## Material for the task:
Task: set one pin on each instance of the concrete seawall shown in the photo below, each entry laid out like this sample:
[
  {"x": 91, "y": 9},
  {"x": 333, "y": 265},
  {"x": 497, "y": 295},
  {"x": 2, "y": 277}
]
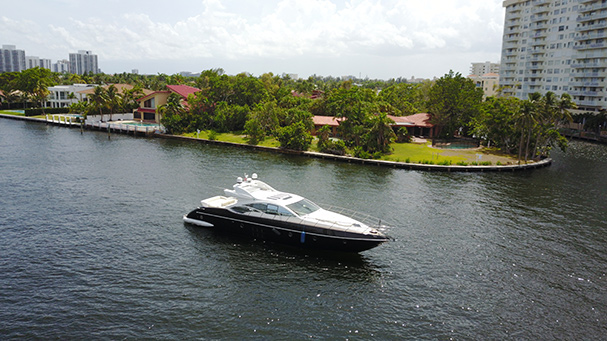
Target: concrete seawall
[{"x": 383, "y": 163}]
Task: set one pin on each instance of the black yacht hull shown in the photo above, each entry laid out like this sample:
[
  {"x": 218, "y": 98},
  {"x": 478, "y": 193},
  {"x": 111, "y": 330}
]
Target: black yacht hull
[{"x": 282, "y": 231}]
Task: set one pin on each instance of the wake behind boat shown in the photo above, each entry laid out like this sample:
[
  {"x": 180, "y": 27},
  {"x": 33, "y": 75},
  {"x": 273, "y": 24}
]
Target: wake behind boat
[{"x": 254, "y": 209}]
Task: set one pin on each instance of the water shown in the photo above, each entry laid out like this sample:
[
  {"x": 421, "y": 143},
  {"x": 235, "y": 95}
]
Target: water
[{"x": 93, "y": 246}]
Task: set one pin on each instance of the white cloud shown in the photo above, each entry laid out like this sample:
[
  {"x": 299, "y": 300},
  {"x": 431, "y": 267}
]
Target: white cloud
[{"x": 273, "y": 30}]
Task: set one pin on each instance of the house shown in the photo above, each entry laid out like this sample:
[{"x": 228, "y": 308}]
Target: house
[
  {"x": 488, "y": 82},
  {"x": 61, "y": 96},
  {"x": 417, "y": 125},
  {"x": 149, "y": 104},
  {"x": 321, "y": 121}
]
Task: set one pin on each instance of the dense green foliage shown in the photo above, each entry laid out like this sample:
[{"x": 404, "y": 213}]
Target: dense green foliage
[{"x": 281, "y": 107}]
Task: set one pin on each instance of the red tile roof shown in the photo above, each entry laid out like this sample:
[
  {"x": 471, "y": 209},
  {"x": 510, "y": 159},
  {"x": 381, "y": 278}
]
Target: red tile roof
[
  {"x": 417, "y": 120},
  {"x": 326, "y": 120},
  {"x": 420, "y": 120}
]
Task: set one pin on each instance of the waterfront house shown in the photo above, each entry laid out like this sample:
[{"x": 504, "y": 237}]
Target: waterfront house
[
  {"x": 321, "y": 121},
  {"x": 417, "y": 124},
  {"x": 149, "y": 104},
  {"x": 61, "y": 96}
]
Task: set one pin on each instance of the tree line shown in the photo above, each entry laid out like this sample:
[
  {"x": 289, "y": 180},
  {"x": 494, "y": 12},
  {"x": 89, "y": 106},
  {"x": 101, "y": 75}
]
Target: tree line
[{"x": 282, "y": 107}]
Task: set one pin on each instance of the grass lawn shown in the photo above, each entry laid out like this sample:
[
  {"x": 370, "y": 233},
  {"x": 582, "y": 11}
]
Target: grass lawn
[
  {"x": 425, "y": 153},
  {"x": 14, "y": 113},
  {"x": 402, "y": 152},
  {"x": 234, "y": 138}
]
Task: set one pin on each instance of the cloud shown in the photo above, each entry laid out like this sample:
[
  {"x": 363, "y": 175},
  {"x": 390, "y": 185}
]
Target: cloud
[{"x": 275, "y": 29}]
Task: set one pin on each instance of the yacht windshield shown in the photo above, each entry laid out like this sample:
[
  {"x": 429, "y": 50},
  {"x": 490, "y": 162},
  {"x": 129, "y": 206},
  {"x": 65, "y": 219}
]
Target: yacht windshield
[{"x": 303, "y": 207}]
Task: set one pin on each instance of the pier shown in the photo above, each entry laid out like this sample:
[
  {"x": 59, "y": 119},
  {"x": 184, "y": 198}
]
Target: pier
[{"x": 117, "y": 127}]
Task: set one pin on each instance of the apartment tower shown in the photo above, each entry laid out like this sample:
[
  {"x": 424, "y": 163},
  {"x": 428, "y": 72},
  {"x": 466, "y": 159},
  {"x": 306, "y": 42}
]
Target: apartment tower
[
  {"x": 11, "y": 59},
  {"x": 558, "y": 46}
]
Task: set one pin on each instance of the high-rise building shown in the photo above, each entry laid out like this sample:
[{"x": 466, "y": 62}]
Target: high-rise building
[
  {"x": 61, "y": 66},
  {"x": 480, "y": 69},
  {"x": 83, "y": 62},
  {"x": 11, "y": 59},
  {"x": 558, "y": 46}
]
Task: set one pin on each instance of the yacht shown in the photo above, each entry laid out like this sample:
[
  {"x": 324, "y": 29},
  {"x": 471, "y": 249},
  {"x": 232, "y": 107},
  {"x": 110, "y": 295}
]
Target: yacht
[{"x": 254, "y": 209}]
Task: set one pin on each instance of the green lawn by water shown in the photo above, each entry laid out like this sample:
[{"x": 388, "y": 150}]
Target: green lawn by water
[{"x": 402, "y": 152}]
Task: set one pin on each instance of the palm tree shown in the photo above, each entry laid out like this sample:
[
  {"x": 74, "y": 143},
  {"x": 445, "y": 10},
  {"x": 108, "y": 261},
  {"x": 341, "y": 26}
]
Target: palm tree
[
  {"x": 526, "y": 120},
  {"x": 381, "y": 132},
  {"x": 113, "y": 99},
  {"x": 99, "y": 100}
]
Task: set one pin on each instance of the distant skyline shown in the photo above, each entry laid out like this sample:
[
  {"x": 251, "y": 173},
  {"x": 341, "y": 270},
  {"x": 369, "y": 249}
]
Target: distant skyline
[{"x": 379, "y": 39}]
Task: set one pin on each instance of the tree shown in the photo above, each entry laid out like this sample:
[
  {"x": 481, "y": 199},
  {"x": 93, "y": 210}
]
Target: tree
[
  {"x": 98, "y": 100},
  {"x": 402, "y": 97},
  {"x": 294, "y": 137},
  {"x": 8, "y": 87},
  {"x": 112, "y": 99},
  {"x": 172, "y": 115},
  {"x": 380, "y": 134},
  {"x": 35, "y": 83},
  {"x": 453, "y": 101},
  {"x": 496, "y": 122},
  {"x": 527, "y": 118}
]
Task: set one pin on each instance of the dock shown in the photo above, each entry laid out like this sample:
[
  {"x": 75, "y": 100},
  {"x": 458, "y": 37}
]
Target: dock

## Task description:
Copy all of the rows above word for word, but leave the picture out.

## Complete response:
Task: set one pin on each instance of the concrete seawall shown in the photo below, each entry laid out like this sample:
[
  {"x": 91, "y": 9},
  {"x": 333, "y": 265},
  {"x": 497, "y": 295},
  {"x": 2, "y": 277}
]
Target: concrete seawall
[{"x": 383, "y": 163}]
Task: set one pin on each instance of the black yacht hull shown in the photo above, each entry laid out like this sample:
[
  {"x": 218, "y": 98},
  {"x": 478, "y": 193},
  {"x": 111, "y": 330}
]
Target: black yacht hull
[{"x": 282, "y": 231}]
Task: set one pin on each instance of the wake behind boat shown in the photo above, each entry laid out like this sample:
[
  {"x": 180, "y": 27},
  {"x": 33, "y": 75},
  {"x": 273, "y": 24}
]
Target: wake behind boat
[{"x": 254, "y": 209}]
Task: set one pin on each instance of the water shown in the photo above, each entry laid out like this sample:
[
  {"x": 421, "y": 143},
  {"x": 235, "y": 95}
]
Target: water
[{"x": 93, "y": 246}]
Task: set one pin on each instance of the white cloud shown in the photo above, each entry laid out like this sample:
[
  {"x": 299, "y": 300},
  {"x": 431, "y": 267}
]
Target: white cloud
[{"x": 273, "y": 30}]
Task: set one pin on each instance of the house shown in the photo above, each entry laid out like this sample:
[{"x": 228, "y": 308}]
Target: house
[
  {"x": 488, "y": 82},
  {"x": 61, "y": 96},
  {"x": 417, "y": 125},
  {"x": 149, "y": 104},
  {"x": 321, "y": 121}
]
Task: set one pin on each instance of the dense green foliage shown in the photo above, each entry laid out like this sample:
[{"x": 404, "y": 213}]
Target: dense green foliage
[{"x": 281, "y": 107}]
Task: set one pin on each instance of the red tile roof shown in the photo above, each entry laid out like this sample:
[
  {"x": 471, "y": 209},
  {"x": 510, "y": 159},
  {"x": 381, "y": 278}
]
Target: red tile roof
[
  {"x": 417, "y": 120},
  {"x": 326, "y": 120},
  {"x": 420, "y": 120}
]
Task: set one pin on each instance of the waterfront house shown in the photo above, each entry laid out like this sample:
[{"x": 504, "y": 237}]
Target: waterfront house
[
  {"x": 321, "y": 121},
  {"x": 417, "y": 124},
  {"x": 149, "y": 104},
  {"x": 61, "y": 96}
]
Task: set one pin on each instance of the tree line shown in the photo above, each entry laid out like this sample:
[
  {"x": 289, "y": 180},
  {"x": 494, "y": 12},
  {"x": 89, "y": 106},
  {"x": 101, "y": 75}
]
Target: tree line
[{"x": 282, "y": 107}]
Task: set one pin on each instance of the grass lawn shown in the photo above, each entry laid out like this sample:
[
  {"x": 370, "y": 233},
  {"x": 582, "y": 11}
]
Target: grass lawn
[
  {"x": 425, "y": 153},
  {"x": 14, "y": 113},
  {"x": 402, "y": 152},
  {"x": 234, "y": 138}
]
Task: set one pin on each instance of the cloud shown in the photo above, each entry laid out like this sample:
[
  {"x": 363, "y": 175},
  {"x": 390, "y": 185}
]
Target: cloud
[{"x": 275, "y": 29}]
Task: set one pin on each instance of the yacht windshield shown in the photo above, each entry laid out like this sample:
[
  {"x": 429, "y": 50},
  {"x": 490, "y": 162},
  {"x": 129, "y": 206},
  {"x": 65, "y": 219}
]
Target: yacht windshield
[{"x": 303, "y": 207}]
Task: set one pin on each instance of the pier shown in the photo above, each entry laid out like this sample:
[
  {"x": 59, "y": 119},
  {"x": 184, "y": 198}
]
Target: pier
[{"x": 117, "y": 127}]
Task: set one pin on each instance of the apartment tower shown in the photo above, each entry laid out like this sample:
[
  {"x": 424, "y": 163},
  {"x": 428, "y": 72},
  {"x": 466, "y": 159},
  {"x": 306, "y": 42}
]
Target: apartment tower
[
  {"x": 11, "y": 59},
  {"x": 558, "y": 46}
]
Task: set one pin on each instance of the high-rise building shown in the photo above, each entry laid out like this sample:
[{"x": 466, "y": 62}]
Target: high-rise building
[
  {"x": 61, "y": 66},
  {"x": 480, "y": 69},
  {"x": 83, "y": 62},
  {"x": 11, "y": 59},
  {"x": 558, "y": 46}
]
Task: set one pin on each instance of the yacht shown in the photo above, each entry laid out like this sample:
[
  {"x": 324, "y": 29},
  {"x": 471, "y": 249},
  {"x": 232, "y": 107},
  {"x": 110, "y": 295}
]
Target: yacht
[{"x": 254, "y": 209}]
Task: set one pin on each instance of the green lawn by water shown in the photo above, each entry laid out like this sample:
[{"x": 388, "y": 150}]
Target: green lawn by water
[{"x": 402, "y": 152}]
Task: set one pin on each instance of the palm tree shown in the photo above, each entry laid out like this sample:
[
  {"x": 74, "y": 143},
  {"x": 445, "y": 10},
  {"x": 108, "y": 261},
  {"x": 341, "y": 26}
]
Target: palm tree
[
  {"x": 526, "y": 120},
  {"x": 381, "y": 132},
  {"x": 113, "y": 99},
  {"x": 99, "y": 100}
]
Task: set one pin on each instance of the distant skyline shown in the photo above, each entry laid out like this sample:
[
  {"x": 251, "y": 173},
  {"x": 341, "y": 270},
  {"x": 369, "y": 249}
]
Target: distant skyline
[{"x": 379, "y": 39}]
Task: set one pin on each instance of the tree shown in the photo above, each entry laid out like this sample:
[
  {"x": 481, "y": 199},
  {"x": 93, "y": 210}
]
Target: tree
[
  {"x": 98, "y": 100},
  {"x": 402, "y": 97},
  {"x": 294, "y": 137},
  {"x": 8, "y": 87},
  {"x": 112, "y": 99},
  {"x": 172, "y": 115},
  {"x": 380, "y": 134},
  {"x": 35, "y": 83},
  {"x": 453, "y": 101},
  {"x": 496, "y": 122},
  {"x": 527, "y": 118}
]
Task: set one pin on each instance of the dock shown in the photo above, each entry laid out like this sample:
[
  {"x": 75, "y": 100},
  {"x": 458, "y": 37}
]
Target: dock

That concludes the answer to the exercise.